▸ **Goal**: Write out as a numbered list everything from the line containing "Where can the man's arm" down to the last line of the records, both included, leaving out any blank lines.

··· Listing ···

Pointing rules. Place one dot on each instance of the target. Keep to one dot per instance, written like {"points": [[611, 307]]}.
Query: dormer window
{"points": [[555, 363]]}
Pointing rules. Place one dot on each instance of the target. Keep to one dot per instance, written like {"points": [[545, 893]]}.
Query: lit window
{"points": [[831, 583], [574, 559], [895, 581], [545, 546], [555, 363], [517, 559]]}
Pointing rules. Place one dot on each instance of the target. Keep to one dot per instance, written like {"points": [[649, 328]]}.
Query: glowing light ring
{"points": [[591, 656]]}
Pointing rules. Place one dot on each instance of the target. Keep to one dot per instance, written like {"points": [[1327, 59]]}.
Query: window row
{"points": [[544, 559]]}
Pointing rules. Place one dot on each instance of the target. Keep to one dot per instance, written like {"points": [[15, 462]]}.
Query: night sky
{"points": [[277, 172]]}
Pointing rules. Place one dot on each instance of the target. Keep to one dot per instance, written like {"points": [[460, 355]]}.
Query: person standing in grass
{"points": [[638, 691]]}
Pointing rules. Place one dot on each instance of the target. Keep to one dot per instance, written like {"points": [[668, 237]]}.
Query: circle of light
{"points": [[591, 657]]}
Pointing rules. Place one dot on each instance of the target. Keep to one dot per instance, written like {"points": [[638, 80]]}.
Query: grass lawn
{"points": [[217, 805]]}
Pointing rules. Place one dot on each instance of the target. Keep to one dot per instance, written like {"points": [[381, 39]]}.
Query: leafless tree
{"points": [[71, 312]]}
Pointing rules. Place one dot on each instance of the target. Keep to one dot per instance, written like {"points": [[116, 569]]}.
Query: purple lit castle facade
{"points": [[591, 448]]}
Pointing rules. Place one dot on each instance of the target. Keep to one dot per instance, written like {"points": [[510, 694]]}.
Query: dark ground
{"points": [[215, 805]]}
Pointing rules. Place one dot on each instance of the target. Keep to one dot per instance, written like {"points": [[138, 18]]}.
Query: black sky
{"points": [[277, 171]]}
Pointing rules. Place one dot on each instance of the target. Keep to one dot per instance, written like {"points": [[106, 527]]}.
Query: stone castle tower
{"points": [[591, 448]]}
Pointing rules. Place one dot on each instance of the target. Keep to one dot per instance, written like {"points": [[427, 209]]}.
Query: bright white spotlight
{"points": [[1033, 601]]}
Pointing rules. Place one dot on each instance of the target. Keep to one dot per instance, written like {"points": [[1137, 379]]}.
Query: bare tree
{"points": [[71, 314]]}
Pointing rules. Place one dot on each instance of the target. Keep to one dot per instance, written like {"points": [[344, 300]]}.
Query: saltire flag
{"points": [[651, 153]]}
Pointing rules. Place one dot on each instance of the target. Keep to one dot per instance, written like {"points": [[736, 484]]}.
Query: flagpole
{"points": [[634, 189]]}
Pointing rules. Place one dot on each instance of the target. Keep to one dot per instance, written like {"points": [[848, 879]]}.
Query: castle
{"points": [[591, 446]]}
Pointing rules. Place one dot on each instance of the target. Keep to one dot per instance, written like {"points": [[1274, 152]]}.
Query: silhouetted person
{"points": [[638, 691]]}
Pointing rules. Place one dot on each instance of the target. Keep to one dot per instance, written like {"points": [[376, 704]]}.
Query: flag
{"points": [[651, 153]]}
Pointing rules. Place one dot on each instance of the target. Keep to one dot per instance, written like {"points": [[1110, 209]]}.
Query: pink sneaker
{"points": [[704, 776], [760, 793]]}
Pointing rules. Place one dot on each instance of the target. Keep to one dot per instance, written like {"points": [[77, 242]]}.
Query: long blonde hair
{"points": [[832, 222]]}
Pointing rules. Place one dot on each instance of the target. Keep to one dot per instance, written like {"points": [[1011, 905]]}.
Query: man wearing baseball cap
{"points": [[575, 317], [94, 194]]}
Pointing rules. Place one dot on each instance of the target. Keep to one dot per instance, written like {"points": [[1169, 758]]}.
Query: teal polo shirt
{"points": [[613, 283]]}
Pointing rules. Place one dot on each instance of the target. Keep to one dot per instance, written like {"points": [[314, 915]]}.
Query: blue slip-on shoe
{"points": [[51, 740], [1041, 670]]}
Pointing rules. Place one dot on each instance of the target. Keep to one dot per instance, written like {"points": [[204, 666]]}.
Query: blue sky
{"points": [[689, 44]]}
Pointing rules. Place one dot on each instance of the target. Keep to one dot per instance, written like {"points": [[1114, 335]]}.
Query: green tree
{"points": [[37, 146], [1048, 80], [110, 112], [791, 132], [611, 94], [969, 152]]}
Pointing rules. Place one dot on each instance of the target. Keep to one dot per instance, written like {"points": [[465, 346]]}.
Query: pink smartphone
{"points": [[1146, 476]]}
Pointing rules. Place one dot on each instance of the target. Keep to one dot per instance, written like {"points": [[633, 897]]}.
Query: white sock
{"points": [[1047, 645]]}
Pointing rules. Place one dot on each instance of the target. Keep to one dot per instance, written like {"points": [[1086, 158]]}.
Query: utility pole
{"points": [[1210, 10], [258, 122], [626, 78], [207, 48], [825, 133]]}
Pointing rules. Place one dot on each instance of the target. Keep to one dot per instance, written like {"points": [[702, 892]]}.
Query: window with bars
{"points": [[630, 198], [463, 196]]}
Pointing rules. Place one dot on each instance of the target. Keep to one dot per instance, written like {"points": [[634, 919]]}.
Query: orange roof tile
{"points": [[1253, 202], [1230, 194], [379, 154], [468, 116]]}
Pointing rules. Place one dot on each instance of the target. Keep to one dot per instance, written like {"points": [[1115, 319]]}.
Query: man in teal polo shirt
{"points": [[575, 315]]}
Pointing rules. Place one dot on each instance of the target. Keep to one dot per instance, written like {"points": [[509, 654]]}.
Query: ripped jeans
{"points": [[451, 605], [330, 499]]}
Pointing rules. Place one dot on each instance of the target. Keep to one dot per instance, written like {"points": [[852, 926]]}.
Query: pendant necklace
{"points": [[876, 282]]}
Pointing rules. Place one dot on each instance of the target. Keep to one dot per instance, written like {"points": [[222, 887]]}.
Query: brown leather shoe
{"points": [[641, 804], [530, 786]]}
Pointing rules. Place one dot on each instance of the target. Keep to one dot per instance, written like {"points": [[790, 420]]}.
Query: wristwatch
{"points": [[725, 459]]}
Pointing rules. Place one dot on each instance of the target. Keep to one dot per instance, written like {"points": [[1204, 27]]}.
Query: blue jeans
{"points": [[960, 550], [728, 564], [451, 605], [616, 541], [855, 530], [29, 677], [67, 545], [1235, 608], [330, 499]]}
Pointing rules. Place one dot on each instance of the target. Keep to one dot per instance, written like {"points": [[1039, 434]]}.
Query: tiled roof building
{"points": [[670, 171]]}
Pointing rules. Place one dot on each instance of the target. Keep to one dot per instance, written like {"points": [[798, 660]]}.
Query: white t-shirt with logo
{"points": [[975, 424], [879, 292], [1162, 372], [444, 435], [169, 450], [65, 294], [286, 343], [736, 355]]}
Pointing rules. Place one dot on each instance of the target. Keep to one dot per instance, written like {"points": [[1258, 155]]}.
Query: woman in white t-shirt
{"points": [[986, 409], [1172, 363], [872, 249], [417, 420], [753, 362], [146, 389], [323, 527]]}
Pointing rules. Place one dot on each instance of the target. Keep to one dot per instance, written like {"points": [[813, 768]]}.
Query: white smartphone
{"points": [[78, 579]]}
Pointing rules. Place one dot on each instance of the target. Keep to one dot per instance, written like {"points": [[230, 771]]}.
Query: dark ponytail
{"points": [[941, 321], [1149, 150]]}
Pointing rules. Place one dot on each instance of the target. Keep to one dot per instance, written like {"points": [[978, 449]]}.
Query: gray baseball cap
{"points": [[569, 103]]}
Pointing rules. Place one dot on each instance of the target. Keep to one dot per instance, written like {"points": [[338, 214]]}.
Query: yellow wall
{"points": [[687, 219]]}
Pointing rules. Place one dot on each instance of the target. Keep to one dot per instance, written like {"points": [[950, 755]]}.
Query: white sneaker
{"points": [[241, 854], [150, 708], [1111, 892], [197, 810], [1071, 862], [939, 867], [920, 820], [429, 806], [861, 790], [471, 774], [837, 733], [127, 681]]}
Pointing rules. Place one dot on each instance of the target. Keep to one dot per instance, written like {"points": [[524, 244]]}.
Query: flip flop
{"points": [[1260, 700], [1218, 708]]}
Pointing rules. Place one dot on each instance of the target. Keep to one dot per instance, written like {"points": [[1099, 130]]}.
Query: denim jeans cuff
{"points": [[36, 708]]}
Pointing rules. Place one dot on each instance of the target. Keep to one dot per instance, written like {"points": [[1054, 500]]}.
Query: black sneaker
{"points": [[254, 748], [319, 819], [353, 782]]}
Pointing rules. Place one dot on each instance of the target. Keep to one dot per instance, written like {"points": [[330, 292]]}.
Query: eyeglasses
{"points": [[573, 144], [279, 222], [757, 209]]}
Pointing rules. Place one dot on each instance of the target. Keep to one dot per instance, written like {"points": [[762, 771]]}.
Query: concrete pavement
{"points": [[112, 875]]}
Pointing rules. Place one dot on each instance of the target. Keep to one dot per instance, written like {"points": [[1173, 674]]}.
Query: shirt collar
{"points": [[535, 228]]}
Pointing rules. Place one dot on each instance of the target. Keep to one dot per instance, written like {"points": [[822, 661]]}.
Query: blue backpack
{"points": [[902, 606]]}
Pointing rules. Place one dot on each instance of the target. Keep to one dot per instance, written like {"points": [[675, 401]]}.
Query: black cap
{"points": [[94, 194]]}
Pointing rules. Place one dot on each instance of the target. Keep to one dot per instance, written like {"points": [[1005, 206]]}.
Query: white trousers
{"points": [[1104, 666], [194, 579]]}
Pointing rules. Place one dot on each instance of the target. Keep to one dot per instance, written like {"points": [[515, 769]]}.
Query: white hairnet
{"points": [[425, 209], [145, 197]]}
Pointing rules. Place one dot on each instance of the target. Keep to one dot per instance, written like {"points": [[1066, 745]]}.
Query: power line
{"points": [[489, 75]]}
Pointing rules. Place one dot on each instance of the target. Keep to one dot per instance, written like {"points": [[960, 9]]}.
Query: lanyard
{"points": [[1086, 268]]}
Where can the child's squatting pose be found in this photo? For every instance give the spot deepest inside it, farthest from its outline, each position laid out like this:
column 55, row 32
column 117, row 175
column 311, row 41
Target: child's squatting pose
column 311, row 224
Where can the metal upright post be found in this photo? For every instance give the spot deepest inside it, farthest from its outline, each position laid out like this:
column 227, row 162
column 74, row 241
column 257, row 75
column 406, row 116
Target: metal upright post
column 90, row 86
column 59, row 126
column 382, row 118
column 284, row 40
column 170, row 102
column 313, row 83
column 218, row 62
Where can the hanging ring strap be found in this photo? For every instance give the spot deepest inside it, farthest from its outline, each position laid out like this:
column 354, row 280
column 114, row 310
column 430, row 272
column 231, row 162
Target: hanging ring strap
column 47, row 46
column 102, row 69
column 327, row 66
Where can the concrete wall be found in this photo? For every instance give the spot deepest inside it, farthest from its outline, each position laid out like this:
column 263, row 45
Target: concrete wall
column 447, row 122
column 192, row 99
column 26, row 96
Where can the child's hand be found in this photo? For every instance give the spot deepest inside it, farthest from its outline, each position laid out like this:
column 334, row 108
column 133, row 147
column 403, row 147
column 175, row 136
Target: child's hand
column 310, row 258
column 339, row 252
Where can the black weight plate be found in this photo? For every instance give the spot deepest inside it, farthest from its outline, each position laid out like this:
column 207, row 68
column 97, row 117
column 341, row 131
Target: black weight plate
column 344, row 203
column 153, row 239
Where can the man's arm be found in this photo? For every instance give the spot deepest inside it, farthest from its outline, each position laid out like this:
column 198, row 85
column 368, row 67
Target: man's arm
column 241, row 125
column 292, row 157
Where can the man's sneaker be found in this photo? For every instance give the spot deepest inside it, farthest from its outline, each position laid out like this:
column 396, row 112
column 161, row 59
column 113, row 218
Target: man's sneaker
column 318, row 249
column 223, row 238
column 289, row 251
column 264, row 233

···

▸ **Reply to the exercise**:
1. Where can the man's arm be found in this photo? For every instance give the spot deepest inside it, farthest from its outline, each position laid out like this:
2. column 198, row 85
3. column 368, row 67
4. Target: man's arm
5. column 241, row 125
6. column 292, row 157
7. Where can the man's sneaker be found in this photo? For every instance give the spot deepest inside it, farthest from its outline, each position laid out like this:
8. column 396, row 112
9. column 161, row 59
10. column 113, row 218
11. Target: man's sneaker
12. column 318, row 249
13. column 223, row 238
14. column 289, row 251
15. column 264, row 233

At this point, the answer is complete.